Objective 1 | Repeat word for word the part of the blog comments on dams and tidal energy starting at "I know that" and ending at "never stop flowing.".

Text section |
— start —

I know it sounds too good to be true but you would not have as many people involved with this, as there is if it were not true. Even the US Navy is involved with LENR and have reported a COP over 1. Apparently, it does not break the 2nd law of thermal dynamics. From what I can discern, it has something to do with having broken the Coulomb Barrier at a much lower temperature than though possible. You physics guys need to sink your brains into this because the potential applications are almost endless.
I know that this is a hydro blog but there is something available "now" that is a "realistic" game changer. I thought when I designed and tested my water turbine, I was going to change the world a little. A $million to just install a 1 MW unit, pressuring the electronics and transmission, etc. just runs up the costs, making it uncompetitive against the fossils and nuclear. They're still planning more high temp. nuclear plants despite what has happened around the world. We cannot let this happen.
Frank Heller
Frank Heller
January 31, 2013
Dams are an integral part of a tidal energy system and sustain the ocean fishery. Tide comes in, gets stored and then released slowly through the gates and into the turbine(s). With enough water, the only time you lose flow is dead high tide. I've seen lobster pounds with 24" drains that never stop flowing.

In a fresh water system, the dam provides a far more diverse set of benefits that the narrow range of negatives salmon restorers protest over.

Among them are nourishing a watershed which includes forest and other greenery vital to removing CO2, storing carbon, and putting oxygen back into the air; sustaining a much larger fishery than the stream which replaces the pond or lake that is lost---today's bad news on Maine's off shore fishery only strengthens the case for revitalizing fresh water fishing as a food source for all strata of society; protecting us from both floods and drought--Maine's Androscoggin River was 'tamed' with a series of dams whose gates are synchronized during heavy rain runoff; and enhancing the property value along the lake or pond shores----one of the biggest obstacles comes when shoreline associations realize the impact of removing a dam on their waterfront and the towns realize that revaluing lost shore will cost them tens of millions of dollars in property taxes. Hell hath no fury like a shoreline owners association of Boston lawyers who will sue if the level of Clary Pond drops more than 5".

Until the Salmon becomes the preferred species of fish, many people will continue to fish for everything from bass and landlocked salmon to perch and sunnies.

Migratory species are simply not returning to Maine's rivers.

We've spent hundred's of millions of dollars 'restoring' native salmon and the count on the Penobscot last year was 83; alewives were six ft. deep in the fishway on the Andro. but NO SALMON.

The problem lays far at sea.

In any case tidal energy dams can restore a food source we all can enjoy.
Andrew H Mackay
Andrew H Mackay
January 31, 2013
Why are we going way off subject?

— end —

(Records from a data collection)

— start —

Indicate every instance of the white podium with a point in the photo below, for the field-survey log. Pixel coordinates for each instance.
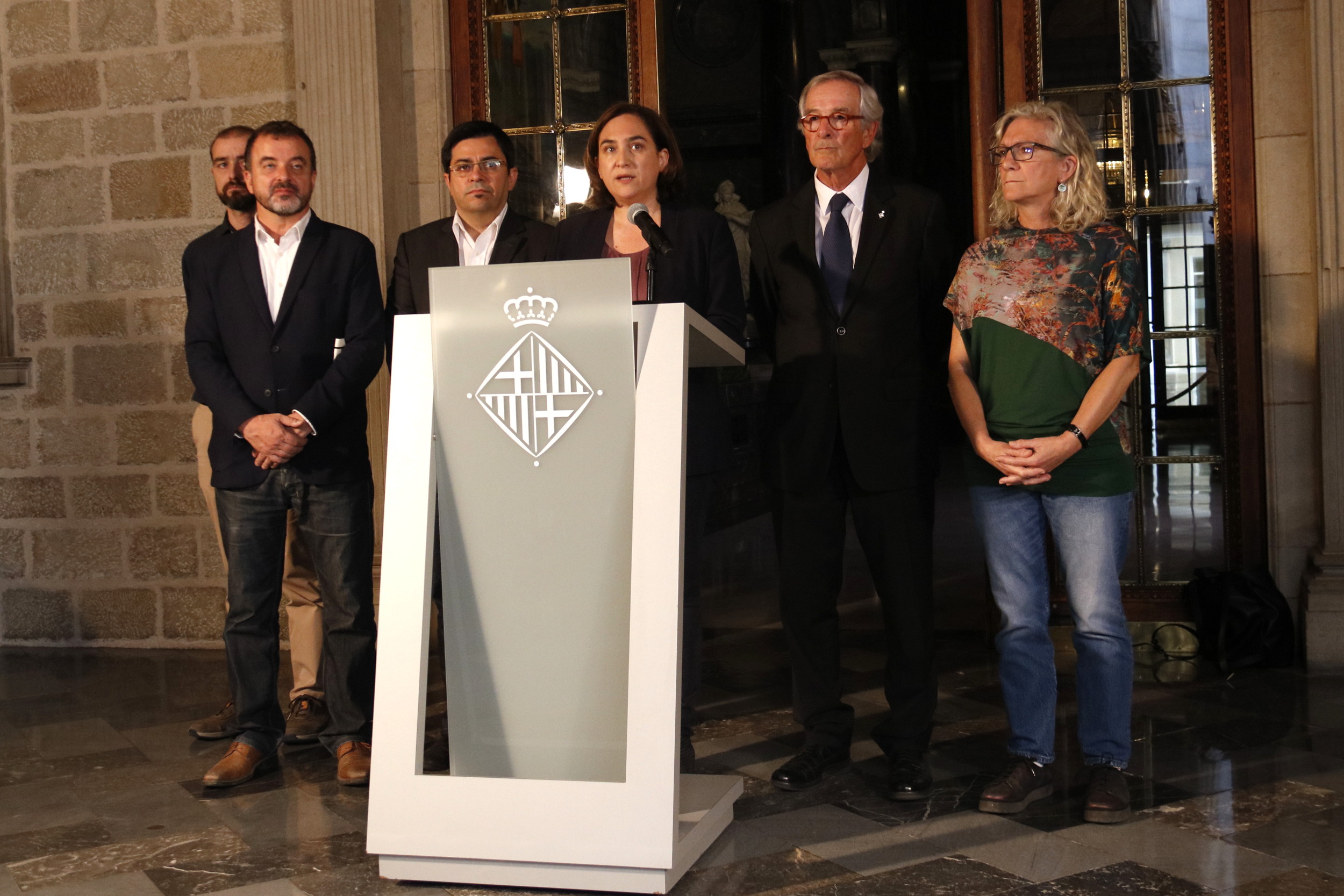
(598, 805)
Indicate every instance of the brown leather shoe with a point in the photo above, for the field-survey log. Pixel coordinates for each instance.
(216, 727)
(353, 763)
(305, 720)
(240, 765)
(1022, 784)
(1108, 795)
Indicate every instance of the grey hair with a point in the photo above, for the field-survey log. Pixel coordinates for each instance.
(870, 108)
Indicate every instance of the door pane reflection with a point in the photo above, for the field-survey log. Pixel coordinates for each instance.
(522, 73)
(1080, 44)
(1168, 39)
(1174, 147)
(1183, 519)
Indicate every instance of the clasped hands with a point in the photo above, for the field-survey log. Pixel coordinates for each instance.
(276, 439)
(1027, 461)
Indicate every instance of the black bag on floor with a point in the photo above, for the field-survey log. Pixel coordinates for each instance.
(1242, 620)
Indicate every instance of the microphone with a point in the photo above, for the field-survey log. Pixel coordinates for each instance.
(654, 235)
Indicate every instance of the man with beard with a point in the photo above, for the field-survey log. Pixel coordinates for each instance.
(284, 335)
(307, 714)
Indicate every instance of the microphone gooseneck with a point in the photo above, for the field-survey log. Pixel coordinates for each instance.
(654, 235)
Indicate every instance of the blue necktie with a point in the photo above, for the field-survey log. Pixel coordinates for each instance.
(837, 253)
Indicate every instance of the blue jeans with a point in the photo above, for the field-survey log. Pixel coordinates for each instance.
(1092, 537)
(337, 523)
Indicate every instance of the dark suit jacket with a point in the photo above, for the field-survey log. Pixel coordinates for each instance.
(244, 364)
(703, 273)
(433, 245)
(195, 250)
(880, 372)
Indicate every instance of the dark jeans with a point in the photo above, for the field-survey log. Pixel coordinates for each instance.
(896, 531)
(1092, 537)
(337, 523)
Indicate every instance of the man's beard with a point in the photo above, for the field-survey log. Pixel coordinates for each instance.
(291, 206)
(237, 199)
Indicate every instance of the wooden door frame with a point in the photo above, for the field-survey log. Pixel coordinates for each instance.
(1003, 65)
(467, 41)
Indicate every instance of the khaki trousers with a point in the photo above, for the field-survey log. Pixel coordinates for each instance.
(303, 602)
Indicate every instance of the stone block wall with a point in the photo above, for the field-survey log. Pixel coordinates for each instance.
(108, 109)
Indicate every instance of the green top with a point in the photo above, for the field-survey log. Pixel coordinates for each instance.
(1042, 313)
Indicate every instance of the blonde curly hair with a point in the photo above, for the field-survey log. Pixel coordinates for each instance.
(1084, 203)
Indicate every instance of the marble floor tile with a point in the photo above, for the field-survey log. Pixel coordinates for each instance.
(861, 845)
(737, 843)
(217, 844)
(1300, 881)
(45, 841)
(1009, 845)
(63, 739)
(1194, 857)
(130, 884)
(948, 875)
(277, 817)
(213, 873)
(155, 811)
(1235, 811)
(41, 805)
(789, 872)
(1315, 840)
(1123, 879)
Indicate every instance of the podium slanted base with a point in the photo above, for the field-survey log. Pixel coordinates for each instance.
(706, 804)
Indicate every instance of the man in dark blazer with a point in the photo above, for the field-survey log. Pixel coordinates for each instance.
(284, 335)
(848, 278)
(480, 174)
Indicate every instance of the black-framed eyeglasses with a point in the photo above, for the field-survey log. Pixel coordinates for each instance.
(838, 121)
(488, 166)
(1020, 152)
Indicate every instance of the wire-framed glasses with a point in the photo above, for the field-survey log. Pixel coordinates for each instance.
(1020, 152)
(488, 167)
(838, 121)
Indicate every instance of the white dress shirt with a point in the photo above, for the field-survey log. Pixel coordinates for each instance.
(853, 213)
(476, 252)
(277, 260)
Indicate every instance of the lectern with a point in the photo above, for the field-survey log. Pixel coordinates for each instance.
(545, 417)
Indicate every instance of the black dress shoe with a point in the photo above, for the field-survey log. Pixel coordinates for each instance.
(909, 777)
(807, 770)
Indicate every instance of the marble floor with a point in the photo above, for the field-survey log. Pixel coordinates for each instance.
(1240, 787)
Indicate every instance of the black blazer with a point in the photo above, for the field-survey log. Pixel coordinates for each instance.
(702, 272)
(880, 372)
(434, 245)
(242, 364)
(194, 254)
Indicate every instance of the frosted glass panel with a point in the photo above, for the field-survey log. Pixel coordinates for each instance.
(535, 448)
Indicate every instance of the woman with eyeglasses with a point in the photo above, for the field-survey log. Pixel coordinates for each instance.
(632, 157)
(1047, 338)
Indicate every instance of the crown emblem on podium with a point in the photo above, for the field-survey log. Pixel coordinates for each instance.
(531, 310)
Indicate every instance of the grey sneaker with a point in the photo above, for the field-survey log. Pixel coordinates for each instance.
(217, 727)
(305, 720)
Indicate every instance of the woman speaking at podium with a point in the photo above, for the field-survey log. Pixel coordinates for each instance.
(635, 171)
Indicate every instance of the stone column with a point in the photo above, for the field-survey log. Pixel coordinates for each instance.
(1324, 593)
(337, 69)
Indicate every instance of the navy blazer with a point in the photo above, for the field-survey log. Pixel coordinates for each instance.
(703, 272)
(878, 372)
(244, 364)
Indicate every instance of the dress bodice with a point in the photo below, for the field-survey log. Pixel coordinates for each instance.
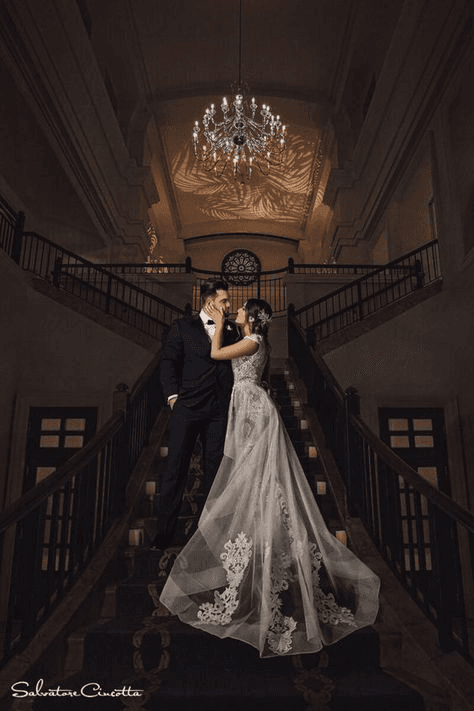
(250, 367)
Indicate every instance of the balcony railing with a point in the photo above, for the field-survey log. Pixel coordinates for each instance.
(50, 534)
(381, 287)
(418, 530)
(88, 281)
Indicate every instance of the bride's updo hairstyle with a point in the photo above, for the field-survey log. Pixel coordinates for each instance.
(259, 314)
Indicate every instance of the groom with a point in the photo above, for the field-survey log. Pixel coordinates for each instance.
(198, 390)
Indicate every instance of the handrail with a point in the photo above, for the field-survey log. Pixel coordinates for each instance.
(49, 535)
(383, 285)
(416, 527)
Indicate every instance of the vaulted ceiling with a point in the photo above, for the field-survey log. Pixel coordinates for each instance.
(313, 61)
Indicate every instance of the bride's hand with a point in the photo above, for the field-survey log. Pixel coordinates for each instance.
(217, 315)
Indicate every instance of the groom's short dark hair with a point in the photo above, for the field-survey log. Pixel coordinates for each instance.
(211, 287)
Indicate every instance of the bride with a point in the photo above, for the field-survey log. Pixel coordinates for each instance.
(262, 567)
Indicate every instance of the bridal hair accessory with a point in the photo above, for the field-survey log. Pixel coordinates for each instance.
(262, 316)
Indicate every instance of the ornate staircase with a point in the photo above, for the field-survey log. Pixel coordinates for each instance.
(136, 644)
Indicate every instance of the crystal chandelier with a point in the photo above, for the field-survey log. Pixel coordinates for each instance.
(241, 141)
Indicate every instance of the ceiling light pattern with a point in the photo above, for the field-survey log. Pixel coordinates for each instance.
(282, 196)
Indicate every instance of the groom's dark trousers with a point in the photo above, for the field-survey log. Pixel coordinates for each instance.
(204, 387)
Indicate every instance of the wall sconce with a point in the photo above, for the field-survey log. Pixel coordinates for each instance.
(135, 536)
(150, 489)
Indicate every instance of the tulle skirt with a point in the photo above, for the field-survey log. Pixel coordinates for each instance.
(262, 566)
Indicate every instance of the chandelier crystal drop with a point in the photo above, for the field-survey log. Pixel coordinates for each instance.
(244, 139)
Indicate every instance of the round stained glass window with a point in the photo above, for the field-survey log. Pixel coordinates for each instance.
(241, 267)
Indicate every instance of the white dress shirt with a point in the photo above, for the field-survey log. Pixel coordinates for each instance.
(210, 329)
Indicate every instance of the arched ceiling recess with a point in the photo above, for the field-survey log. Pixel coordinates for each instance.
(313, 62)
(206, 203)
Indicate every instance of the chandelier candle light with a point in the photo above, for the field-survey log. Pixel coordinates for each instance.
(242, 139)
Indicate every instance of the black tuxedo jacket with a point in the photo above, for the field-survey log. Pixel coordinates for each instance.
(188, 369)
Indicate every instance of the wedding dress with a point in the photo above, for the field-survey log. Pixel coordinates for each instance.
(262, 566)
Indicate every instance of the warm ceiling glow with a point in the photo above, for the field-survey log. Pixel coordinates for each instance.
(282, 195)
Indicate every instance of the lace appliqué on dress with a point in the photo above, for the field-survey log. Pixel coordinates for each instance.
(281, 628)
(250, 367)
(329, 612)
(235, 560)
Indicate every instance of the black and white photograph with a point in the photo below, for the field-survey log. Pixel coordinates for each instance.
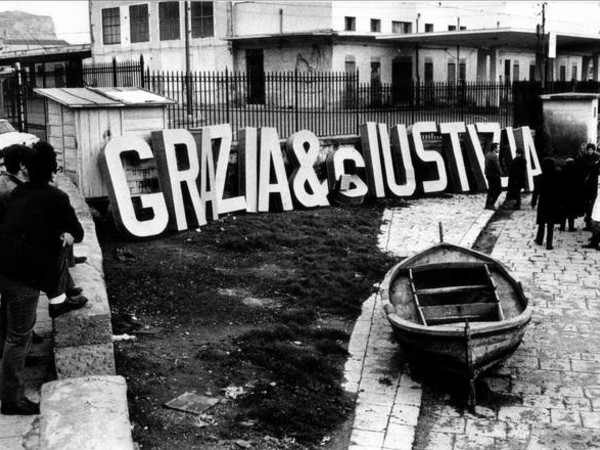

— end —

Objective 2 | Reproduce the records verbatim, starting at the first line of the records and ending at the line that contains "(1027, 461)", with both of those lines included. Leave the pictures out of your answer.

Solution 1 |
I know that this is a hydro blog but there is something available "now" that is a "realistic" game changer. I thought when I designed and tested my water turbine, I was going to change the world a little. A $million to just install a 1 MW unit, pressuring the electronics and transmission, etc. just runs up the costs, making it uncompetitive against the fossils and nuclear. They're still planning more high temp. nuclear plants despite what has happened around the world. We cannot let this happen.
Frank Heller
Frank Heller
January 31, 2013
Dams are an integral part of a tidal energy system and sustain the ocean fishery. Tide comes in, gets stored and then released slowly through the gates and into the turbine(s). With enough water, the only time you lose flow is dead high tide. I've seen lobster pounds with 24" drains that never stop flowing.

Solution 2 |
Indicate every instance of the white podium with a point in the photo below, for the field-survey log. Pixel coordinates for each instance.
(598, 805)
Indicate every instance of the brown leather shoe with a point in the photo above, for the field-survey log. Pixel coordinates for each instance.
(216, 727)
(353, 763)
(305, 720)
(240, 765)
(1022, 784)
(1108, 795)
Indicate every instance of the grey hair with a point in the photo above, for the field-survey log. Pixel coordinates for each instance.
(870, 108)
Indicate every instance of the door pane reflection with a point in the photo above, for the field-survey log. Pixel coordinates for each instance.
(522, 73)
(1080, 44)
(1168, 39)
(1174, 147)
(1183, 519)
Indicate every instance of the clasped hands with a point in the photo above, for the field-survey log. Pixel coordinates for each instance.
(276, 439)
(1027, 461)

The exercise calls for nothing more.